• **Your instructions**: Write out exactly the lines running from the one that contains "Target: rotting log" through the end of the material.

#####

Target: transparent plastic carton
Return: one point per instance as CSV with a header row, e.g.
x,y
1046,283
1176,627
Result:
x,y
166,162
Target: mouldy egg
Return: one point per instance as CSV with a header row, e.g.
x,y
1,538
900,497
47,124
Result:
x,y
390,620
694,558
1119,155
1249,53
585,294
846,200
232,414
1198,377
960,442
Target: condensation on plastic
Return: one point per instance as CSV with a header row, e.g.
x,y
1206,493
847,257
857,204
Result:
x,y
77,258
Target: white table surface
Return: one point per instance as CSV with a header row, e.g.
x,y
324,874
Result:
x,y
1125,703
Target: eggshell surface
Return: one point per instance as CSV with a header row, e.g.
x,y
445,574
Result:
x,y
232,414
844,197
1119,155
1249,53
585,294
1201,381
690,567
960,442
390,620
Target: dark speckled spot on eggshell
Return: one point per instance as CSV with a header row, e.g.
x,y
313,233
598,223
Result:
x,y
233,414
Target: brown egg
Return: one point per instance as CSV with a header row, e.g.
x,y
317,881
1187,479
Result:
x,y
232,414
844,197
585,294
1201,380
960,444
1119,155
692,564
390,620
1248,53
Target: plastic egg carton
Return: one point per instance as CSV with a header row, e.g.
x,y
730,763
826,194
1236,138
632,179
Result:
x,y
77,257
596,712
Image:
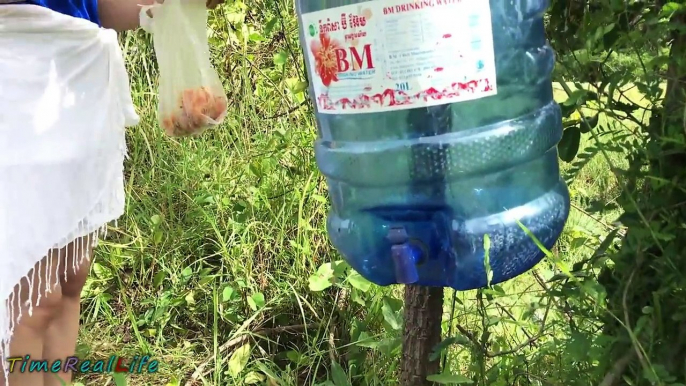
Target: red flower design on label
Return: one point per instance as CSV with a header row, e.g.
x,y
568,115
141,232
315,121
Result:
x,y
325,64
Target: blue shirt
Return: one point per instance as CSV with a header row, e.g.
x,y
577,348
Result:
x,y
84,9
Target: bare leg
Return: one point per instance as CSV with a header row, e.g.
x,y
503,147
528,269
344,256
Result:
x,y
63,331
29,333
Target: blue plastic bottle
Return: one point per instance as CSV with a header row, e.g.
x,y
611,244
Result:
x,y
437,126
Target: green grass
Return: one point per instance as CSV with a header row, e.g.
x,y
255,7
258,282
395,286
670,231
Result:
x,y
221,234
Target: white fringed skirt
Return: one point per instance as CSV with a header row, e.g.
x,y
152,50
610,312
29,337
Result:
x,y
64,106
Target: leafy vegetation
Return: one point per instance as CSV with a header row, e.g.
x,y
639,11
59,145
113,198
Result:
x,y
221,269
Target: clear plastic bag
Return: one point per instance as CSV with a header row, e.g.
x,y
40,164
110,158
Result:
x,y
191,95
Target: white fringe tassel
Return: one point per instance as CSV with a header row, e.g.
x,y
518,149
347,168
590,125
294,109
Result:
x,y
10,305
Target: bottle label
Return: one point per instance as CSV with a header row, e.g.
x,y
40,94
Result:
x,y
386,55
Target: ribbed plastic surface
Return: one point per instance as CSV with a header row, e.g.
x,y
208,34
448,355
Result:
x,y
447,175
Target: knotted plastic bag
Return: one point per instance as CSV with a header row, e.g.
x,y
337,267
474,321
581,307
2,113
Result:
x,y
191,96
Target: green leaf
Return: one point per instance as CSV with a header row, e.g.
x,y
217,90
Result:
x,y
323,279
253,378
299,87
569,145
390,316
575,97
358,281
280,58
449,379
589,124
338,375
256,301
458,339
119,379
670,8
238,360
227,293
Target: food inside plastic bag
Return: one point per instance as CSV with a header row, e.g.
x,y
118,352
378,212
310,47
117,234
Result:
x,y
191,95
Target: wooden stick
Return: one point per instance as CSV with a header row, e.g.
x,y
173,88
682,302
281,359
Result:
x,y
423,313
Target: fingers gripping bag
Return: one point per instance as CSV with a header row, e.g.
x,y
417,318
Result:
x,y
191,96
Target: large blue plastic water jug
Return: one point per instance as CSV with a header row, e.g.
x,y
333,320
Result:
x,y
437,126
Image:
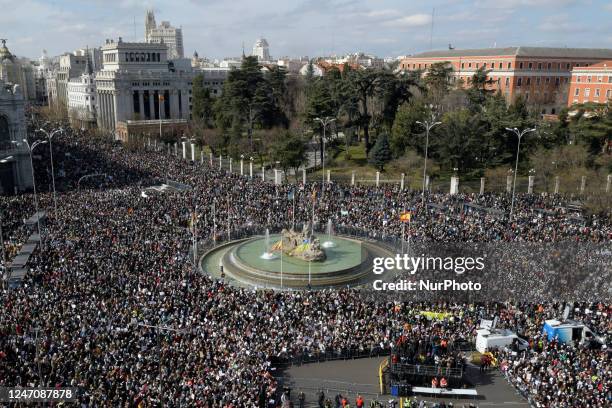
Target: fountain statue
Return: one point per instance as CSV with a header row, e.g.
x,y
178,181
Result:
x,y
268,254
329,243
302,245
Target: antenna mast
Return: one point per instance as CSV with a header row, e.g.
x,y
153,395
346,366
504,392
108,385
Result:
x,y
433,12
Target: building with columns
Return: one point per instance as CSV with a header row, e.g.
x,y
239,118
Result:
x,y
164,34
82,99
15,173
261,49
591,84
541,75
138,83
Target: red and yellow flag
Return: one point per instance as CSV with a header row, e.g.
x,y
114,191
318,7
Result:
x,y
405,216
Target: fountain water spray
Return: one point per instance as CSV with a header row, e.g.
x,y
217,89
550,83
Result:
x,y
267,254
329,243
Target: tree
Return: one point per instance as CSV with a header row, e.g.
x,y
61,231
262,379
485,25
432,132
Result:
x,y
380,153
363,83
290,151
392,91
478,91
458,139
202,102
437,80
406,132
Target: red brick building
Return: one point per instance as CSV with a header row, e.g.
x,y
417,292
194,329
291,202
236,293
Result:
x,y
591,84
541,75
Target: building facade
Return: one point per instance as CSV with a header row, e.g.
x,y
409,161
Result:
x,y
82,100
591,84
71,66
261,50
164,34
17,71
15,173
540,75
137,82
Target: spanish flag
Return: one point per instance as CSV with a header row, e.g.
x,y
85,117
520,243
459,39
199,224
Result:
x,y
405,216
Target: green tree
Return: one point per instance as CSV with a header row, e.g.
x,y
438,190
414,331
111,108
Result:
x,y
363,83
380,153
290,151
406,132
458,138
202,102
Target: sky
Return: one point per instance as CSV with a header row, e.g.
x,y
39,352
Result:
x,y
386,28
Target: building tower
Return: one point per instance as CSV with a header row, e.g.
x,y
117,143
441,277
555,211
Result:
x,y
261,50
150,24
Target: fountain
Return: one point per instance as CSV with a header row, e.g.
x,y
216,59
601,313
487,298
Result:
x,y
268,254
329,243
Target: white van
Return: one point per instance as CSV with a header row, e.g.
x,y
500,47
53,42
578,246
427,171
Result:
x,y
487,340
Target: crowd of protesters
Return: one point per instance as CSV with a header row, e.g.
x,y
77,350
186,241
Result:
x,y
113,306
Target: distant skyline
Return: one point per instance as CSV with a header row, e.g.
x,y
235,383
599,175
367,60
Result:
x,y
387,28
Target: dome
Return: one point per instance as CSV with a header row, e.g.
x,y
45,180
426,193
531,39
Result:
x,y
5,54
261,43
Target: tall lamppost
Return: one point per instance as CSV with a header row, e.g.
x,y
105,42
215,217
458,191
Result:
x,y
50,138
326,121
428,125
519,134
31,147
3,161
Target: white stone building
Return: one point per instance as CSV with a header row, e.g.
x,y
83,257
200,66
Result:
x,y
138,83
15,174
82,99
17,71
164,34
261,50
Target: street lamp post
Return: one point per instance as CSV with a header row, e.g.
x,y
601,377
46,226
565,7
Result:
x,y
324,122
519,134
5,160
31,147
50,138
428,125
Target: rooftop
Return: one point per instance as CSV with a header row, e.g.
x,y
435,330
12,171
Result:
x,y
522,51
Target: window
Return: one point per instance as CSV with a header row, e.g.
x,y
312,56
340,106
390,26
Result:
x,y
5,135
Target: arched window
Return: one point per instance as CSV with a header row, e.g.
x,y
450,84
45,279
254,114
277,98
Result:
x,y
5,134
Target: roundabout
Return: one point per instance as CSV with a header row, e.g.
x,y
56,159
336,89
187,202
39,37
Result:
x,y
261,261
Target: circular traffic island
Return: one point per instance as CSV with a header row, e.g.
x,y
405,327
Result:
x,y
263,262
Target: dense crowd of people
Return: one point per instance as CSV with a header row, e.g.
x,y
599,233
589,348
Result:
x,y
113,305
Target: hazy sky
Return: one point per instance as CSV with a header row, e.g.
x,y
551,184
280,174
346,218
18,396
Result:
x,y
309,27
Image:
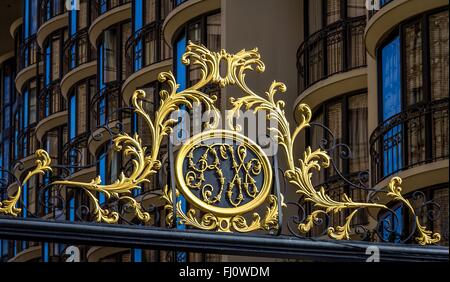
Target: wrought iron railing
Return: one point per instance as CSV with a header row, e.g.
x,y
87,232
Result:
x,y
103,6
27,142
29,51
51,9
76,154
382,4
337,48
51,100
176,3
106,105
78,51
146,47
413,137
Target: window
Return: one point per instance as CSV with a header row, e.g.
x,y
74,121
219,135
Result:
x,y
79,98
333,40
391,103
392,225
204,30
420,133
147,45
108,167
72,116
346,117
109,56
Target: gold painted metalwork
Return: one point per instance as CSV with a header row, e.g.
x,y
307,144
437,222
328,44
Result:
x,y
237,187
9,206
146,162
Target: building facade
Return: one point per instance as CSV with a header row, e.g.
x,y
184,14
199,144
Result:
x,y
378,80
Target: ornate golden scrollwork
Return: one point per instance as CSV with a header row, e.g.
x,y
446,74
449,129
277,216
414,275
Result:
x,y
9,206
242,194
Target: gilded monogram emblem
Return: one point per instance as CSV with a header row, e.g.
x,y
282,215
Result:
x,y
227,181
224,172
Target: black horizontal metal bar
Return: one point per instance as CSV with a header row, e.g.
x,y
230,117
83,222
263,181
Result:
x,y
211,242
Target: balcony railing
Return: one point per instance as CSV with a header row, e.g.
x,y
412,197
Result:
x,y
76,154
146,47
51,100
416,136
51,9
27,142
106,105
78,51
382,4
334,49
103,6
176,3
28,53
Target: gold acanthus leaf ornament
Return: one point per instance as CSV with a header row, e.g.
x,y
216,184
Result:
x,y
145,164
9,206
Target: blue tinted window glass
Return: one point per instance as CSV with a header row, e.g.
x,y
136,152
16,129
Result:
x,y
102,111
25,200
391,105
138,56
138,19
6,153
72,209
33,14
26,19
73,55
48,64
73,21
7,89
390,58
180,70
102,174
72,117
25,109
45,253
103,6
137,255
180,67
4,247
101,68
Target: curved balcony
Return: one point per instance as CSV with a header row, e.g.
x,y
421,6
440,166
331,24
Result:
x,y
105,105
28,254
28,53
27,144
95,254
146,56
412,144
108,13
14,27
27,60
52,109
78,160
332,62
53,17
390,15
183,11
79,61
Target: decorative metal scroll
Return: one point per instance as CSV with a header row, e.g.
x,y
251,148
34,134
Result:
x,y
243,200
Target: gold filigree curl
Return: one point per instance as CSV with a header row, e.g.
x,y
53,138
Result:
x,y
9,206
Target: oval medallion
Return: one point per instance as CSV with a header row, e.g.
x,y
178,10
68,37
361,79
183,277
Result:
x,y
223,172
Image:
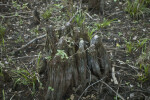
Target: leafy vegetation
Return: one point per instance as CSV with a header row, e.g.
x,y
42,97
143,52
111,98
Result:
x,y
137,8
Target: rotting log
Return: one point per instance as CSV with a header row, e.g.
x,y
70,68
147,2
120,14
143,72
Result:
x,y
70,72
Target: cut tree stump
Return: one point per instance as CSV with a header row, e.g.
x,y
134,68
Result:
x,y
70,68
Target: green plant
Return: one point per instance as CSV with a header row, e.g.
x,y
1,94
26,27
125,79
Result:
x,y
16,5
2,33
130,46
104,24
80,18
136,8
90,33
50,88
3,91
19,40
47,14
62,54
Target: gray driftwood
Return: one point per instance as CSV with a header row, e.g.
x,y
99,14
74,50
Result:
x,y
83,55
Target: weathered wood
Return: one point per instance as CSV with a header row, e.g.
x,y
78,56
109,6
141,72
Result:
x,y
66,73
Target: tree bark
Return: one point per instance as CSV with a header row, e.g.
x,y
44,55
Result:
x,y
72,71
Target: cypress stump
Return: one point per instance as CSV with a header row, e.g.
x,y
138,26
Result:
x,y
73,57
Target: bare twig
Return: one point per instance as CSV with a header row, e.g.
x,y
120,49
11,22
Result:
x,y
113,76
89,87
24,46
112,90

#####

• **Complete response**:
Target: rotting log
Return: one point per instance as CSV with a header row, e.g.
x,y
70,68
147,2
120,14
143,72
Result:
x,y
70,72
Target: cut tree stump
Return: one point per instance as CSV with a header row, e.g.
x,y
134,68
Result:
x,y
70,68
Target: green plant
Return: one point per instance as CSV with a header row, e.g.
x,y
1,94
26,27
125,79
Result:
x,y
16,5
2,33
130,46
104,24
80,18
136,8
90,33
50,88
3,91
19,40
47,14
62,54
Target: gray driftwood
Return: one point per instance as CSV with a header row, e.g.
x,y
99,14
74,50
Result:
x,y
83,55
Target: weathered wood
Return: one point per instance as CSV with a header row, e.g.
x,y
78,56
109,6
141,72
Result:
x,y
66,73
Target: tree bark
Return: one point per instance as CSV with a header row, e.g.
x,y
44,55
Result:
x,y
72,71
Target: cypress stump
Return: one point per instance as CSV with a header row, e.g.
x,y
138,26
Result:
x,y
73,57
Target: bare twig
Return: one point per instance as CSV with a header row, e.g.
x,y
120,49
11,22
Result:
x,y
113,76
89,87
24,46
112,90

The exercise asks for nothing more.